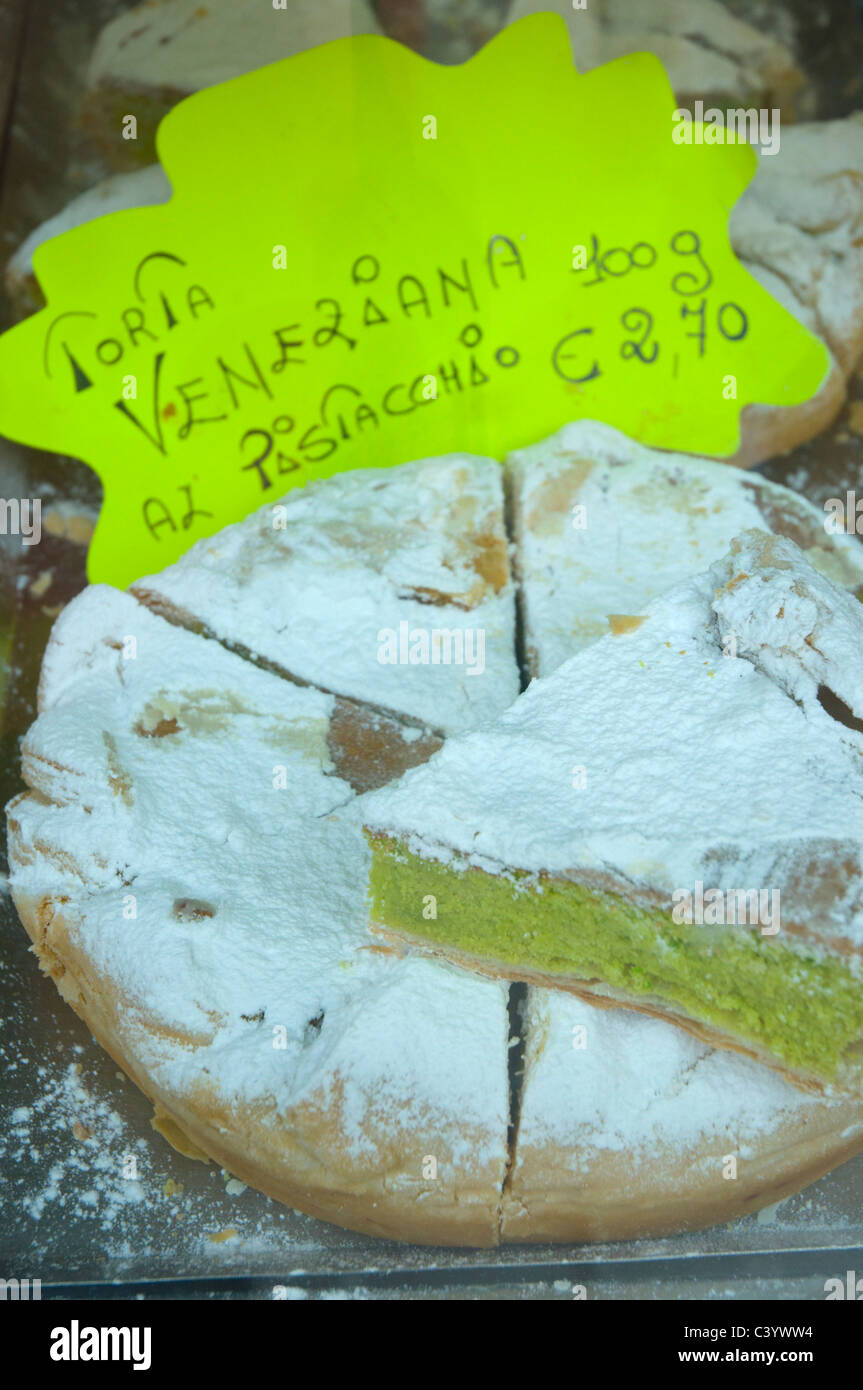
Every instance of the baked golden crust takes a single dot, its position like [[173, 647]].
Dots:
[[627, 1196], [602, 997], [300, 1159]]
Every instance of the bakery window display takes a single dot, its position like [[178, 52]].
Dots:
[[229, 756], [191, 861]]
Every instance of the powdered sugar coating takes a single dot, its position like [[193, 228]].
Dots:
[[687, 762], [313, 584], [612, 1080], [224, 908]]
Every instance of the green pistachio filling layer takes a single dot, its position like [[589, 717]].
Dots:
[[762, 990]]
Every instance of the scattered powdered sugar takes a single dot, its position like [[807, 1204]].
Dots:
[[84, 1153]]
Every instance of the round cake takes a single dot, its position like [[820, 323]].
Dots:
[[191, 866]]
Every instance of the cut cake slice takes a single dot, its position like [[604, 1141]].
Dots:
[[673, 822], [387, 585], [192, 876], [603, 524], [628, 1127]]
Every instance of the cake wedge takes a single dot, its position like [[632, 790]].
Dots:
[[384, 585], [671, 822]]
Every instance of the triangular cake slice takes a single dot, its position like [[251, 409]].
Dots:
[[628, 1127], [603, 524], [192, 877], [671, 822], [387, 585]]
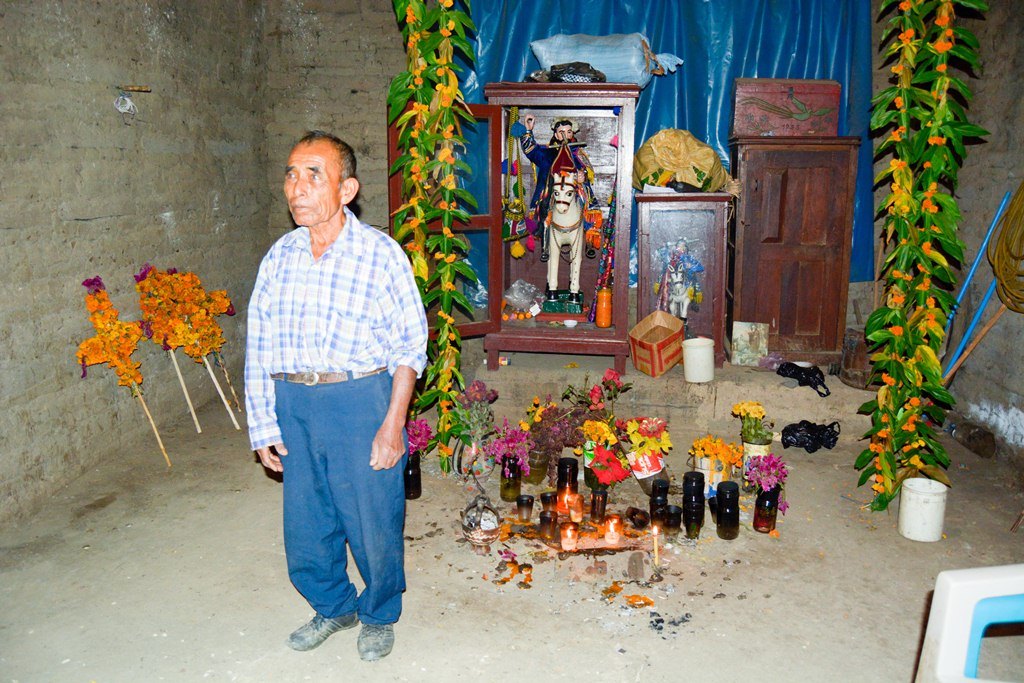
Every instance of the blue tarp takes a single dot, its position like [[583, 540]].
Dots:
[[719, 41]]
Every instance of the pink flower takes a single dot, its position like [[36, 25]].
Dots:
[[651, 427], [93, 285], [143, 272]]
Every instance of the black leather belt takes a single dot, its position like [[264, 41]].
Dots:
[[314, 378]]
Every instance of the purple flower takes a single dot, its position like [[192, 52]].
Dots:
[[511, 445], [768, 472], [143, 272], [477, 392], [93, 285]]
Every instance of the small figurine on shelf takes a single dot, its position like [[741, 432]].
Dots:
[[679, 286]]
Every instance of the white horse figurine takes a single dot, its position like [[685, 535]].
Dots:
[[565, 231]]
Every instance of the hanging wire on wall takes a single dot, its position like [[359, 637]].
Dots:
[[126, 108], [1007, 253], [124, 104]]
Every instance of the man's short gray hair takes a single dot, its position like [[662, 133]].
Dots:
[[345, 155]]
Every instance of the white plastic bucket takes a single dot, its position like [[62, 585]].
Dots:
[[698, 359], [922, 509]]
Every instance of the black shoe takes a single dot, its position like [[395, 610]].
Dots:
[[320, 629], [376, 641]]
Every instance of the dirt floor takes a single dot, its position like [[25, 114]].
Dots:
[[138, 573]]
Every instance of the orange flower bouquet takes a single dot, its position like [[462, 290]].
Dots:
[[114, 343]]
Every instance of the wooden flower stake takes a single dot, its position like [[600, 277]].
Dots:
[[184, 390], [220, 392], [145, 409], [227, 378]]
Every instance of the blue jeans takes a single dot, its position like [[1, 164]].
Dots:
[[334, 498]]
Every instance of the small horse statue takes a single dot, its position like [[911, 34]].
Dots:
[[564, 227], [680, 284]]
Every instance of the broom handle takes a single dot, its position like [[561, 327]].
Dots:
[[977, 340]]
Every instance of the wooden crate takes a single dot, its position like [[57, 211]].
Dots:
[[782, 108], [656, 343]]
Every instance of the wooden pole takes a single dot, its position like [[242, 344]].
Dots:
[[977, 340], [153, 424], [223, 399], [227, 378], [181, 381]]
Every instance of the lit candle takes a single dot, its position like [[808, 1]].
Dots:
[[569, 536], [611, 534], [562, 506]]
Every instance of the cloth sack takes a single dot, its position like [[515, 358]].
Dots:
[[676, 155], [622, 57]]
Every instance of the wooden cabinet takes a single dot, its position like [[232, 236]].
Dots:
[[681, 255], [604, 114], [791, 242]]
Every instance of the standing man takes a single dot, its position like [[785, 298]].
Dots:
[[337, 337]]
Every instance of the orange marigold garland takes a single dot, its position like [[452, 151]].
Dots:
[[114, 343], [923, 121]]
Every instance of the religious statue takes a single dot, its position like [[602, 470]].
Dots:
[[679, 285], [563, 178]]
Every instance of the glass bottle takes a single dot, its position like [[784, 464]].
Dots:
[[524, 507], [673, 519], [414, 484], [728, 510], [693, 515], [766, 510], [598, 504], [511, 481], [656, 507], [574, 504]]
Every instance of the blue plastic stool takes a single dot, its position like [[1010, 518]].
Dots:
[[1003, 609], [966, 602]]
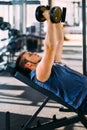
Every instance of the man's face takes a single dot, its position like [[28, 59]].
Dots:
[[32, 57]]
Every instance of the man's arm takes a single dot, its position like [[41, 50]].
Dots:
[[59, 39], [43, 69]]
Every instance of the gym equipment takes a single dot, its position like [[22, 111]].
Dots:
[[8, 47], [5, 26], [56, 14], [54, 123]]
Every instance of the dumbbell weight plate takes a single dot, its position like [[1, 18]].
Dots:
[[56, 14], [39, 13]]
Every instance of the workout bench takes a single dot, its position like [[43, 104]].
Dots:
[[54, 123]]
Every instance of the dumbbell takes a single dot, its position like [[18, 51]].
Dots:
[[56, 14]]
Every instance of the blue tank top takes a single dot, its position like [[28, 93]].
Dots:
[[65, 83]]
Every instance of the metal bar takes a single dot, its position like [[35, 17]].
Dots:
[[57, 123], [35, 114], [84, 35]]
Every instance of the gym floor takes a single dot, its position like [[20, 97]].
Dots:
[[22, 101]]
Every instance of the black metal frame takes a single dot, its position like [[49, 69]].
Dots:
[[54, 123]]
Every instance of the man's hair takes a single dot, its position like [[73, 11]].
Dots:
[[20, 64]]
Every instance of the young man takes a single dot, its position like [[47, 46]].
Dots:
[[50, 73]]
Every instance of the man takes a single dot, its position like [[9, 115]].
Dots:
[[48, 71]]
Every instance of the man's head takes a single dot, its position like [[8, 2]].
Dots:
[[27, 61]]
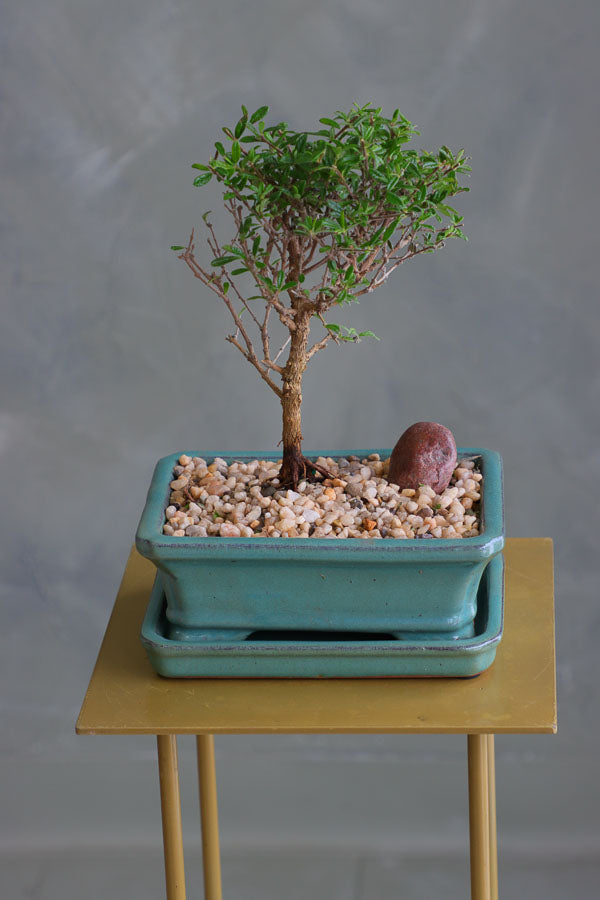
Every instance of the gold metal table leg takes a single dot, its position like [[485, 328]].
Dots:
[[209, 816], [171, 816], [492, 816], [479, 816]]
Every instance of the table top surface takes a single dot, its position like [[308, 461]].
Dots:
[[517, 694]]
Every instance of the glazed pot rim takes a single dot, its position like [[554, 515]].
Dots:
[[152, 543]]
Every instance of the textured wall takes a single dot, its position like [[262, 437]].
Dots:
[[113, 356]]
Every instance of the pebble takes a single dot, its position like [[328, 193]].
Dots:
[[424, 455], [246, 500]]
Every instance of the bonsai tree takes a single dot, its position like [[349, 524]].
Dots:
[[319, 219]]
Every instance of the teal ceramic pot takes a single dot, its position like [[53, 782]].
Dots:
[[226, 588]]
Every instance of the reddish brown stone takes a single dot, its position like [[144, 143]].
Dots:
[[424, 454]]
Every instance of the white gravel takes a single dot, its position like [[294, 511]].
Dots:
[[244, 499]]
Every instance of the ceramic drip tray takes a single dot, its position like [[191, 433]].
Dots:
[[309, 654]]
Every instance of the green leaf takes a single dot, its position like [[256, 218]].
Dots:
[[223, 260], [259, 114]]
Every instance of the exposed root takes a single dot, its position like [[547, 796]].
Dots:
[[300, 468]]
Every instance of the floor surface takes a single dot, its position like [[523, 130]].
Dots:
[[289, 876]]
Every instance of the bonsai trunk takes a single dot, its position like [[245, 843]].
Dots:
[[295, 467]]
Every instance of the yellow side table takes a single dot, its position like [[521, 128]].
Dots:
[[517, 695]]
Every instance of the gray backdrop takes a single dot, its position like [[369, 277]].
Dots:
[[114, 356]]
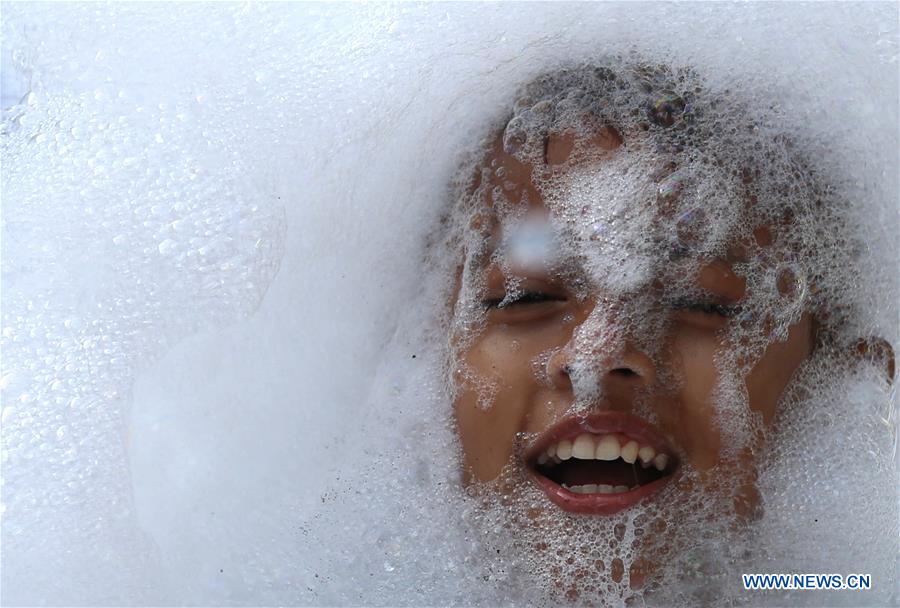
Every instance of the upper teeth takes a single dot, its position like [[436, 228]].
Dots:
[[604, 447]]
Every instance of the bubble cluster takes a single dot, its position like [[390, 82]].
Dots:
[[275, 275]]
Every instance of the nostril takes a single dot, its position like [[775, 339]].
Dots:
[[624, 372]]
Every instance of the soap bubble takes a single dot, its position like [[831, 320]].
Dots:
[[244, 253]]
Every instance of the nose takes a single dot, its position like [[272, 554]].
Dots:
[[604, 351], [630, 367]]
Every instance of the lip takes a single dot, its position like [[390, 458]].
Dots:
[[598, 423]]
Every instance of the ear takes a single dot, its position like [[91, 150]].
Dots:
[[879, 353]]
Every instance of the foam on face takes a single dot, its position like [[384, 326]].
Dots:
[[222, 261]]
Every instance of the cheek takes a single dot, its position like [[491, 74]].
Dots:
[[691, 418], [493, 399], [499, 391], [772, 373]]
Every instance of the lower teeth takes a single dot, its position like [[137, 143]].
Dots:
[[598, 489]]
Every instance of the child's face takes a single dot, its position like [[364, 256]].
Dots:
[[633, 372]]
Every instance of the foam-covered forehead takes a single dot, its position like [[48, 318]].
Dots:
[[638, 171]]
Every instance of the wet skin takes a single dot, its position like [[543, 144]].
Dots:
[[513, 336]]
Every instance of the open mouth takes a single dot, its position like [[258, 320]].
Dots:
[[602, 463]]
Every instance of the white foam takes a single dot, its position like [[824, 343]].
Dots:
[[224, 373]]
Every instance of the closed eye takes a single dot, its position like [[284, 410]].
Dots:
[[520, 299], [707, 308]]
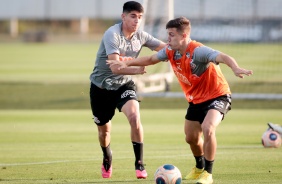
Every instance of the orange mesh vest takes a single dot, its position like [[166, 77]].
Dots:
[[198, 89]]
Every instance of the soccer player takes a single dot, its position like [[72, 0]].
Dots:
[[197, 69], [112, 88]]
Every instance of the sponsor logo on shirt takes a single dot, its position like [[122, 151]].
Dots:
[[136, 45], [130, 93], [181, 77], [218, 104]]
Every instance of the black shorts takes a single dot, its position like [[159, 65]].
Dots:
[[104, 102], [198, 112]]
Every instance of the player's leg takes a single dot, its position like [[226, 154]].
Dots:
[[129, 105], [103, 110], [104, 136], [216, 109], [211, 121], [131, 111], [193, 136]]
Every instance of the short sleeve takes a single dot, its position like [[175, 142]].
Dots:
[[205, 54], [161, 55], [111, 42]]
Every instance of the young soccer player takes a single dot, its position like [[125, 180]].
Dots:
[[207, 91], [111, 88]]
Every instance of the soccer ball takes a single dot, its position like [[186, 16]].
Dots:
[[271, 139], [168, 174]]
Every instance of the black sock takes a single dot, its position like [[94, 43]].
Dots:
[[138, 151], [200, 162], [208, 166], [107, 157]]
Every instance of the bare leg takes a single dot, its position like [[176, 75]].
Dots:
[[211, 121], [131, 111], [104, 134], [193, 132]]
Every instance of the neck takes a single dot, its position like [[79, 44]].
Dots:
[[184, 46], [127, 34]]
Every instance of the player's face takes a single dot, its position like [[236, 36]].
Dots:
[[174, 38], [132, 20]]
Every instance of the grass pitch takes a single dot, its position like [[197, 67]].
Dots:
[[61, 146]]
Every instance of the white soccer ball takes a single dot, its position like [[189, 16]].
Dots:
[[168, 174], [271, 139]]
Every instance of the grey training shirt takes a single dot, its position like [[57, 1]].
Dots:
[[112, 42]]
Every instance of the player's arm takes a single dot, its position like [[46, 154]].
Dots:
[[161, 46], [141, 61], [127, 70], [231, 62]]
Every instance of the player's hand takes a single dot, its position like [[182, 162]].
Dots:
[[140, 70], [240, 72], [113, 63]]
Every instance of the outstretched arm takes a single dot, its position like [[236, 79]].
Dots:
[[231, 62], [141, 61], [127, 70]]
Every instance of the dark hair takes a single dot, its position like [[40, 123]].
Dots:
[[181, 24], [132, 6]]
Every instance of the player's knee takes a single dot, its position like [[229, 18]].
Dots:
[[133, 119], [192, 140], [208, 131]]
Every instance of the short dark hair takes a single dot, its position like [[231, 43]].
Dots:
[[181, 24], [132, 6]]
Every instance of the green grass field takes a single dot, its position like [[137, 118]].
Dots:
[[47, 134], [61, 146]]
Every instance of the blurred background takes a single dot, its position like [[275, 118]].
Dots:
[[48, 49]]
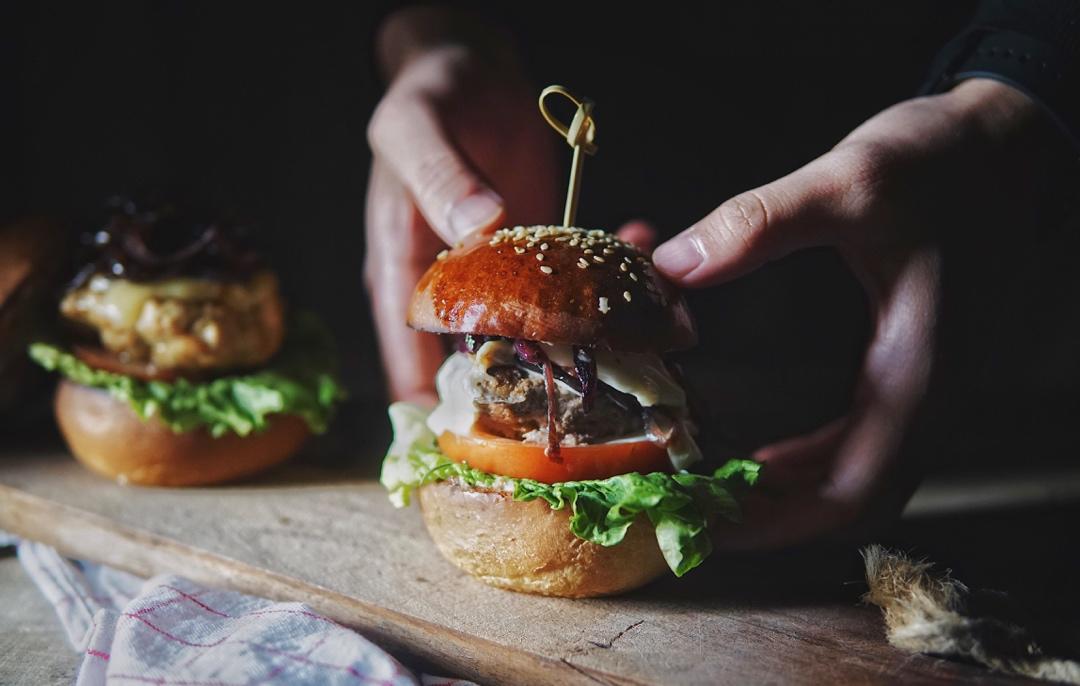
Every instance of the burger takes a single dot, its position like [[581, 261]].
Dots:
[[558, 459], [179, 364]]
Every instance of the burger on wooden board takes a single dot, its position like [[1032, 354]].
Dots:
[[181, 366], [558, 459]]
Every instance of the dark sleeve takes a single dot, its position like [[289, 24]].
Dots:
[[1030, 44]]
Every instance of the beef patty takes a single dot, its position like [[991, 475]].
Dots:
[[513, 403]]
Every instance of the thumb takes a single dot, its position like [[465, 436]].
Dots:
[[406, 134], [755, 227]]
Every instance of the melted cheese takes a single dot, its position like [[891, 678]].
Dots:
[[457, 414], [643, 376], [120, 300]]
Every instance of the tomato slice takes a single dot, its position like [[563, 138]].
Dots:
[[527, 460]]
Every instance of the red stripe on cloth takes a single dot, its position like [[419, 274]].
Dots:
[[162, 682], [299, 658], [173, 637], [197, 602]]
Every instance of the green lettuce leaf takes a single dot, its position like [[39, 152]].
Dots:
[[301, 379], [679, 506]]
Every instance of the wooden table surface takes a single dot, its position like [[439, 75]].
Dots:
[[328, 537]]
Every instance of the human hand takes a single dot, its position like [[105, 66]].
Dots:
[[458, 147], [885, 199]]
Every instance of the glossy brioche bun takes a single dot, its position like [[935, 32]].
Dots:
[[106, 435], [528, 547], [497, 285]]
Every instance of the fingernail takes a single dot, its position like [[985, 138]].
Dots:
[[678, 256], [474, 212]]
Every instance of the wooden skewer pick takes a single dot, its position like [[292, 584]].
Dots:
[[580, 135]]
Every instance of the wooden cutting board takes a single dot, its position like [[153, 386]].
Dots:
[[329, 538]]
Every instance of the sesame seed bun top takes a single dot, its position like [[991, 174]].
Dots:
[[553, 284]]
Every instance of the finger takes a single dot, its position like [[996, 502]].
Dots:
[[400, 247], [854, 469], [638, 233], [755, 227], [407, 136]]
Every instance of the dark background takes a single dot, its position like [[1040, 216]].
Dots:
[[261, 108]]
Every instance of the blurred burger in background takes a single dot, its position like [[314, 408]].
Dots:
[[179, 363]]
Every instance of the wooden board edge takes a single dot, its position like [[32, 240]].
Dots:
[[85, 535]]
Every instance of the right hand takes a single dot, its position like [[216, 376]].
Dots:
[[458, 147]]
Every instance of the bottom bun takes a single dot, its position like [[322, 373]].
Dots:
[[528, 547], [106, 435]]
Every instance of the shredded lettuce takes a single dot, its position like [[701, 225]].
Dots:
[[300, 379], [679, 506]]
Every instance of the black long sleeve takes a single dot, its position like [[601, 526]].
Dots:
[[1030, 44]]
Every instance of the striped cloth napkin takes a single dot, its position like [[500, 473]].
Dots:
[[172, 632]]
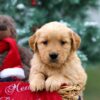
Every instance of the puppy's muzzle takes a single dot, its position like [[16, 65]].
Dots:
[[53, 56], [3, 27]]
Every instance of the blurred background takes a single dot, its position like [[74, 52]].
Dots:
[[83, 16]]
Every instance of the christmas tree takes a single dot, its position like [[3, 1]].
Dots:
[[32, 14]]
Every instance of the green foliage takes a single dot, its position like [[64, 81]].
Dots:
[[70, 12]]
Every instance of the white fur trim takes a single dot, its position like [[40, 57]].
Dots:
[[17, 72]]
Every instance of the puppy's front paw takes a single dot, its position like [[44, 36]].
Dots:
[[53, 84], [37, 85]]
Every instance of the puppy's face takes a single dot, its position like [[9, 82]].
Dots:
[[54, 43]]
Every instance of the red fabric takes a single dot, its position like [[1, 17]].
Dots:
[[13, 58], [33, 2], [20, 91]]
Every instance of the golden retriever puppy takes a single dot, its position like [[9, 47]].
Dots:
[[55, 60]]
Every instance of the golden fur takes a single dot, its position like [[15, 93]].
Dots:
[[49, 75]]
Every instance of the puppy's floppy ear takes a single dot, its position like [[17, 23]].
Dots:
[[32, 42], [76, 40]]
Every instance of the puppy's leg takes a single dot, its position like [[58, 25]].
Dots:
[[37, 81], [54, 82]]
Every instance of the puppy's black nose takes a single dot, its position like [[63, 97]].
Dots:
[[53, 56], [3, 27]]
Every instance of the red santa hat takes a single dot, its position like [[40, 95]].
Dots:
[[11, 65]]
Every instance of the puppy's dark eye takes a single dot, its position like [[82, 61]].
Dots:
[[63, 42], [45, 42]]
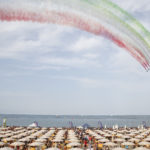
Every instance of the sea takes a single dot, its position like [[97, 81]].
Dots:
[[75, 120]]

### Your instructions
Reproduce every line between the lines holding "Every instance of the dark hair" and "[[133, 119], [192, 140], [208, 131]]", inclusive. Shift the answer dot coordinates by adding 147 to each number, and leave the sample positions in the entries unchanged.

### Task result
Every instance of the dark hair takes a single dot, its position like [[40, 123]].
Dots:
[[328, 171], [279, 153]]
Every instance of the player's knee takes a single dot, its position like [[229, 18]].
Dots:
[[280, 266], [339, 287], [355, 278]]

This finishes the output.